Confocal immunofluorescence studies. Rats were prepared for immunofluorescence studies as previously detailed (Willins et al., 1997, 1999), and free-floating 40 μm sections of mPFC were prepared as described previously (Willins et al., 1997, 1999). Free-floating sections were then incubated in blocking buffer (PBS containing 0.2% Triton X-100, 5% nonfat dry milk, and 1% goat serum) for 1 hr at room temperature. Sections were then incubated for 1 hr at room temperature with a 1:3000 dilution of polyclonal 5-HT2A-selective antibody (Berry et al., 1996) and a 1:10 dilution of a monoclonal 5-HT1Aantibody in blocking buffer. Additional sections were incubated with a commercial monoclonal 5-HT2A receptor antibody (1:500; PharMingen) and a commercial guinea pig polyclonal 5-HT1A receptor antibody (1:2000; PharMingen). Sections were then incubated overnight at 4°C with constant agitation. After extensive washing with PBS, sections were incubated with a 1:200 dilution of secondary antibodies (BODIPY-FL-anti-mouse and Texas Red anti-rabbit or Texas Red anti-guinea pig) for 1 hr at room temperature followed by extensive washing with PBS and mounting for confocal microscopy as previously detailed (Willins et al., 1997,1999). Controls included incubation of sections with secondary antibody alone.
Dual-label confocal microscopy was performed using a Zeiss Model 410 confocal microscope as previously described (Willins et al., 1997,1999), and images were processed using Adobe Photoshop.
RESULTS
Baseline 5-HT values
The basal concentration of 5-HT in dialysates from medial prefrontal cortex was 17.5 ± 0.8 fmol/fraction (n= 105) in freely moving rats and 17.0 ± 1.1 fmol/fraction (n = 24) in chloral hydrate-anesthetized rats.
Effects of the local application of DOI in medial prefrontal cortex
The local application of 1, 10, and 100 μm DOI (2 hr each) increased the 5-HT output in a concentration-dependent manner. Maximal increases at each concentration were, respectively 119 ± 20, 137 ± 16, and 209 ± 29% of baseline (n= 5) (Fig. 1A). One-way ANOVA showed a significant effect of DOI application (p < 0.00001). In subsequent experiments, we used the concentration of DOI that elicited maximal effects (100 μm).

ASSIGNMENT A
Replace "Adobe Photoshop" with "ImageJ" while copying the 5-HT passage from "Dual-label confocal microscopy" up to and including "using Adobe Photoshop.".
ASSIGNMENT B
Extend the 5-HT passage by writing what follows its last sentence.
The entries are separate material with no connection to the 5-HT passage.

INFORMATION PROVIDED
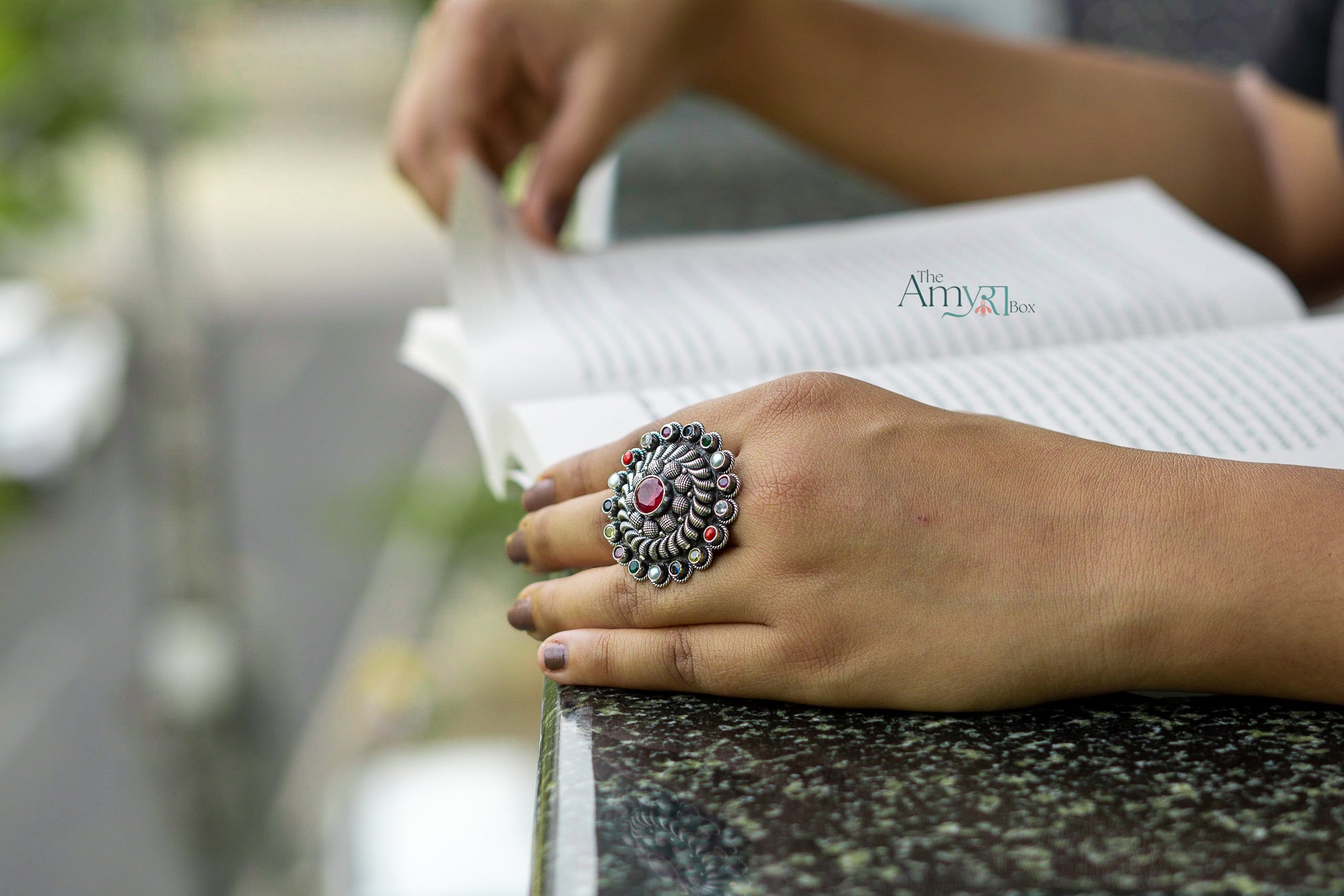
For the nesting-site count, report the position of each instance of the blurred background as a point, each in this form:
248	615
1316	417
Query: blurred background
251	590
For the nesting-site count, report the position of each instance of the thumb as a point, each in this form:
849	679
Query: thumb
593	108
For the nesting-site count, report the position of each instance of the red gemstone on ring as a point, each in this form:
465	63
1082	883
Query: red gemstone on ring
648	495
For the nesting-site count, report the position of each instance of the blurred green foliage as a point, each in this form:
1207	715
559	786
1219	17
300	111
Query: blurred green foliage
14	498
61	73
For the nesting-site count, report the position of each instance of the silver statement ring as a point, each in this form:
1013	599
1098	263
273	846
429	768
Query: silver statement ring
671	504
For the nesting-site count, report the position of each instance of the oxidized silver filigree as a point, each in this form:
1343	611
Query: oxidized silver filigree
671	504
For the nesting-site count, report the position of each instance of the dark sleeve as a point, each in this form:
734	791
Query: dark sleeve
1304	52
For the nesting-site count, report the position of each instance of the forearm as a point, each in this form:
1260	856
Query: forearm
944	116
1246	583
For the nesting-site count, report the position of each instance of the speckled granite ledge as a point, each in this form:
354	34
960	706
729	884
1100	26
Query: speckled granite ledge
678	795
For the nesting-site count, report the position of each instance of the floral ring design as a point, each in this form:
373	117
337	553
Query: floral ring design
671	504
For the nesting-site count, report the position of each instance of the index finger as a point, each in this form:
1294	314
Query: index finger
589	472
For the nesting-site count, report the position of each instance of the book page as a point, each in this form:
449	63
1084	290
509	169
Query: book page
1086	265
1270	396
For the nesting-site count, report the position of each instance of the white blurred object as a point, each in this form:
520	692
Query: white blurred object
452	820
62	380
1004	18
190	665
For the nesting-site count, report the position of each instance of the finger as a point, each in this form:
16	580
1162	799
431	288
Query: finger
729	660
459	72
593	106
564	536
589	472
612	598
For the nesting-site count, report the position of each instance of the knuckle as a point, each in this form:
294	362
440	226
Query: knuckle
602	657
539	538
626	602
682	659
788	397
582	471
785	485
814	649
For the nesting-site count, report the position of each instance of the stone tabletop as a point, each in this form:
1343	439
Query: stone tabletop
670	795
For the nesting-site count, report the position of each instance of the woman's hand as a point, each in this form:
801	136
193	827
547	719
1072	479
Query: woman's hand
887	554
490	77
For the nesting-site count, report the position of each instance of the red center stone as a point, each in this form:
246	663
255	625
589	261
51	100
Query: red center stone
648	495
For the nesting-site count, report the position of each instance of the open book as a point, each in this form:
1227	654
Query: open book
1108	312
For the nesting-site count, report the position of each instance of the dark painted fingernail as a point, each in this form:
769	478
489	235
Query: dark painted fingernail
517	547
555	656
539	496
555	215
521	614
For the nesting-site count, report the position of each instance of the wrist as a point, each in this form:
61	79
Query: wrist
1245	583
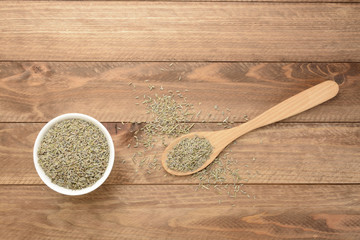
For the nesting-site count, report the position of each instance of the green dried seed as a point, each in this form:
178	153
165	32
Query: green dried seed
74	154
189	154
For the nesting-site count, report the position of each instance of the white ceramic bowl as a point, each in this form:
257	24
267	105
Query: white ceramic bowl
47	180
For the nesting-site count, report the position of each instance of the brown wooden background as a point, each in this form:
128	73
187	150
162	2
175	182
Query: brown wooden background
79	56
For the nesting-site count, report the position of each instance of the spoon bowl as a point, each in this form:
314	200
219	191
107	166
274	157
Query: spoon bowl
294	105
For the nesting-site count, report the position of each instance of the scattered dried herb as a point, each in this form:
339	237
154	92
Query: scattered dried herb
74	154
189	154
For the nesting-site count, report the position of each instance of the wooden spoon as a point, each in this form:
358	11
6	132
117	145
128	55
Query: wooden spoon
220	139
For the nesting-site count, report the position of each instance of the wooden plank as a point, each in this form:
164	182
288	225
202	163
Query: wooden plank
284	153
275	1
177	212
150	31
40	91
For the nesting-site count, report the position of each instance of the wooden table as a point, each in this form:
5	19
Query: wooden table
68	56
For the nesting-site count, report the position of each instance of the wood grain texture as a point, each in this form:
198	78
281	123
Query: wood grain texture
275	1
167	31
177	212
220	139
285	153
40	91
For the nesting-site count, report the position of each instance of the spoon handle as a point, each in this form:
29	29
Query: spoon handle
301	102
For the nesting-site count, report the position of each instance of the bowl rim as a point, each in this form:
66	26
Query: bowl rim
47	180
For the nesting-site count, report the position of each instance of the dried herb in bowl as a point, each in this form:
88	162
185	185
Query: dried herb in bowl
74	154
189	154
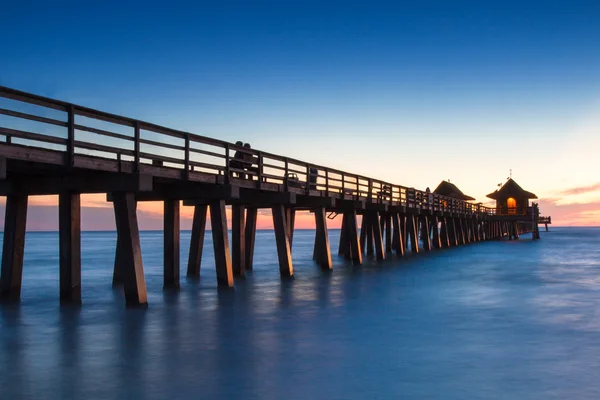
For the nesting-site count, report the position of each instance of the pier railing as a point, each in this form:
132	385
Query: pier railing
33	121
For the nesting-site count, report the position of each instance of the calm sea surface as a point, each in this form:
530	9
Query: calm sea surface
499	320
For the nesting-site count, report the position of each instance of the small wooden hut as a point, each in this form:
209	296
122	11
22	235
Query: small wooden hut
448	189
512	198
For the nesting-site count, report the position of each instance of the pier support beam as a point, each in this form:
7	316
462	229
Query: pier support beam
171	229
425	234
322	250
290	220
238	239
132	271
413	232
363	232
250	235
388	233
283	241
218	221
437	242
13	247
69	222
398	238
197	240
377	234
120	257
343	249
352	237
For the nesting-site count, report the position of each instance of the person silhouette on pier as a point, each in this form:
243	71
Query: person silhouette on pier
249	161
238	162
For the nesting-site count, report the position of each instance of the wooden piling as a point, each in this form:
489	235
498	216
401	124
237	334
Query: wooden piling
238	240
413	232
13	247
354	243
171	238
132	271
425	233
437	241
197	240
398	238
282	240
370	234
290	219
363	231
69	223
343	249
377	234
250	235
322	248
218	222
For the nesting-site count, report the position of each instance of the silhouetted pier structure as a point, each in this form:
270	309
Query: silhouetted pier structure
58	148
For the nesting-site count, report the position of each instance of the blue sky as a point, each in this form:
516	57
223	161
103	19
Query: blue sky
413	92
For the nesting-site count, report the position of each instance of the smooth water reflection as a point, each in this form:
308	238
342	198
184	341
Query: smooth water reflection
500	320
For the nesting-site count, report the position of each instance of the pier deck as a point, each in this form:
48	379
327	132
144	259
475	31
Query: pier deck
58	148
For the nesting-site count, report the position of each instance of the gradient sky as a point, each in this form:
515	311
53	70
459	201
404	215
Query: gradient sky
409	92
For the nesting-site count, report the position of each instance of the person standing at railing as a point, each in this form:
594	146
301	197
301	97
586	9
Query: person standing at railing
238	162
429	198
249	161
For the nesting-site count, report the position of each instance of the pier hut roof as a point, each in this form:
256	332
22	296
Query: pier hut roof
511	189
446	188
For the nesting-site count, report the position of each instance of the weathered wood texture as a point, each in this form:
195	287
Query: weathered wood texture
238	239
13	247
69	220
197	240
171	247
282	240
218	220
132	271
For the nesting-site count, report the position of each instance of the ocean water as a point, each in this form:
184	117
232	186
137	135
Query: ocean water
497	320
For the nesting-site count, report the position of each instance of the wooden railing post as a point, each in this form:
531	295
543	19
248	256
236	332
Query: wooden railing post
136	145
285	176
227	172
260	167
71	136
186	175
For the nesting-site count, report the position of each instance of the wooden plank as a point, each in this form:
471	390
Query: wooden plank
437	242
425	234
132	273
238	239
38	137
354	242
32	117
69	220
343	248
370	235
218	221
250	235
197	240
323	250
376	223
282	240
290	215
398	234
363	231
171	238
413	230
13	247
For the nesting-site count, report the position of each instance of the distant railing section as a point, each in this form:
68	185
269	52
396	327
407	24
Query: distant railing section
71	129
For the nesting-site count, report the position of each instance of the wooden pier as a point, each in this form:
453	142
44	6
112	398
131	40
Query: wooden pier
63	149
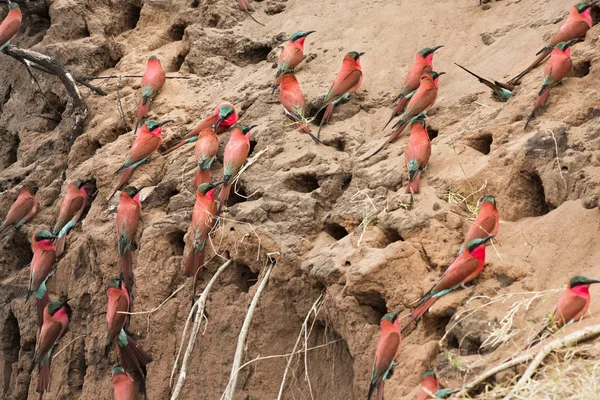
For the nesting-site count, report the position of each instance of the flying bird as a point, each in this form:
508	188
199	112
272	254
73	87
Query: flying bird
347	82
388	349
152	81
575	27
20	212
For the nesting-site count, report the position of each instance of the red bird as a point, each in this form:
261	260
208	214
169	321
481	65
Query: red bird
247	7
557	68
222	119
465	268
128	217
575	27
291	55
152	81
347	81
11	25
429	385
56	321
70	212
423	63
206	153
571	307
423	99
202	223
132	355
292	99
146	143
388	349
123	384
416	156
236	153
44	256
21	212
486	223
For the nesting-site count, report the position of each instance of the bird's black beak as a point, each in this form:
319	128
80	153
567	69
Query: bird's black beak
164	122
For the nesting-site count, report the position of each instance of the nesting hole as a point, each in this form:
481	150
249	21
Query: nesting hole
303	183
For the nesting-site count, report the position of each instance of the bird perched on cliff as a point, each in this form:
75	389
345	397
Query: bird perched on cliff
123	384
206	153
10	25
247	7
44	256
69	214
222	119
144	145
131	354
423	63
557	68
203	214
575	27
465	268
20	212
423	99
416	156
429	386
347	82
236	153
56	321
152	81
388	349
486	223
571	307
291	55
292	99
128	217
500	91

EXERCISE RESPONSE A
Dual-label confocal microscopy was performed using a Zeiss Model 410 confocal microscope as previously described (Willins et al., 1997,1999), and images were processed using ImageJ.

EXERCISE RESPONSE B
Fig. 1.
A, Concentration-dependent increase of 5-HT in dialysates from medial prefrontal cortex evoked by the local application of 1, 10, and 100 μm of the partial 5-HT2A/2C receptor agonist DOI (filled circles; n = 5). The bar graph in theinset shows the average increase in 5-HT obtained from the last four (stabilized) fractions at each DOI concentration (+p < 0.05 vs baseline).B, Effect of the continuous application of 100 μm DOI (filled squares;n = 7). Control rats (n = 6) received artificial CSF throughout the experiment. Bars show the period of drug application. +p < 0.05 versus baseline; Duncan test post-ANOVA.
The perfusion of 100 μm doi (n = 7) significantly increased the 5-HT output when compared with the control group (artificial CSF; n = 7) (p< 0.02, treatment effect; p < 0.00001, time effect;p < 0.00001 time × treatment interaction) (Fig.1B). Maximally elevated 5-HT values were observed soon (40 min) after DOI application and remained elevated over the entire period of application. The mean increase produced by 100 μm DOI in all perfusion experiments was 164 ± 6% of baseline (average of fractions 7–10;n = 69).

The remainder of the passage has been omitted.